(DATA EXTRACT)
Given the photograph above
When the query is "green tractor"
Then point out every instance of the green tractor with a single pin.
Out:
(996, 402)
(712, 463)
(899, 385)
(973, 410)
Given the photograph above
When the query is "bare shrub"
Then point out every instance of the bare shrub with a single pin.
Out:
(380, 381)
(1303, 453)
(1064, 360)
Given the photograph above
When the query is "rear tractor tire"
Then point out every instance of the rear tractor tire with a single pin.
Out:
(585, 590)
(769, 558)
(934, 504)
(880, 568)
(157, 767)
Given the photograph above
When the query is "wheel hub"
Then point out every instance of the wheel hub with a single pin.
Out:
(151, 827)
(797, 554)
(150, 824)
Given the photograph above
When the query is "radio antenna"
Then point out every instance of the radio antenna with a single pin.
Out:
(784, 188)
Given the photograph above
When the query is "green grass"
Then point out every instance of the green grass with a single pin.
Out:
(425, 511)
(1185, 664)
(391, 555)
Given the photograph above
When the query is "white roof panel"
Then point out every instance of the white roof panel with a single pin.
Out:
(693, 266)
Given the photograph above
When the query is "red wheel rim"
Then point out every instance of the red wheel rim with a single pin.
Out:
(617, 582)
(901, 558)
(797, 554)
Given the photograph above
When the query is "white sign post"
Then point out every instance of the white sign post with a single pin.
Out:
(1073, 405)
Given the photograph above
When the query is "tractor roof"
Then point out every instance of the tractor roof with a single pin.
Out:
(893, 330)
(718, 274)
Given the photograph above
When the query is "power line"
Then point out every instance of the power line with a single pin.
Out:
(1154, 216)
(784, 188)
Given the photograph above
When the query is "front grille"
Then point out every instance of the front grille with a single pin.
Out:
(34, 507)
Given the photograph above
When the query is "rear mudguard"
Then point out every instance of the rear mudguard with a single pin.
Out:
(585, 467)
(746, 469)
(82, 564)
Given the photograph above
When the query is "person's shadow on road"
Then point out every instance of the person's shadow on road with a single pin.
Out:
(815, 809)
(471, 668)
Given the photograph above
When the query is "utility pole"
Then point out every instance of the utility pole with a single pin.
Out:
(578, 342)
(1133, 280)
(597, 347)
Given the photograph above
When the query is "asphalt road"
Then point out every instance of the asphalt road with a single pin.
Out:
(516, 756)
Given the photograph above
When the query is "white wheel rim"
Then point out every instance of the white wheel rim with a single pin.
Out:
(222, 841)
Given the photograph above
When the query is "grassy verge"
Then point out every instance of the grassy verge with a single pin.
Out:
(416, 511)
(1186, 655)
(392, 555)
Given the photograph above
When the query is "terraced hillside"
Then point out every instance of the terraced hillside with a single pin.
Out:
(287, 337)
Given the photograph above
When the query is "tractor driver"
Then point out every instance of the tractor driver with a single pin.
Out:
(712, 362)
(End DATA EXTRACT)
Which lines of the records hold the string "front"? Copy each one.

When the query is "front grille"
Then point out every instance of the front grille with a single pin.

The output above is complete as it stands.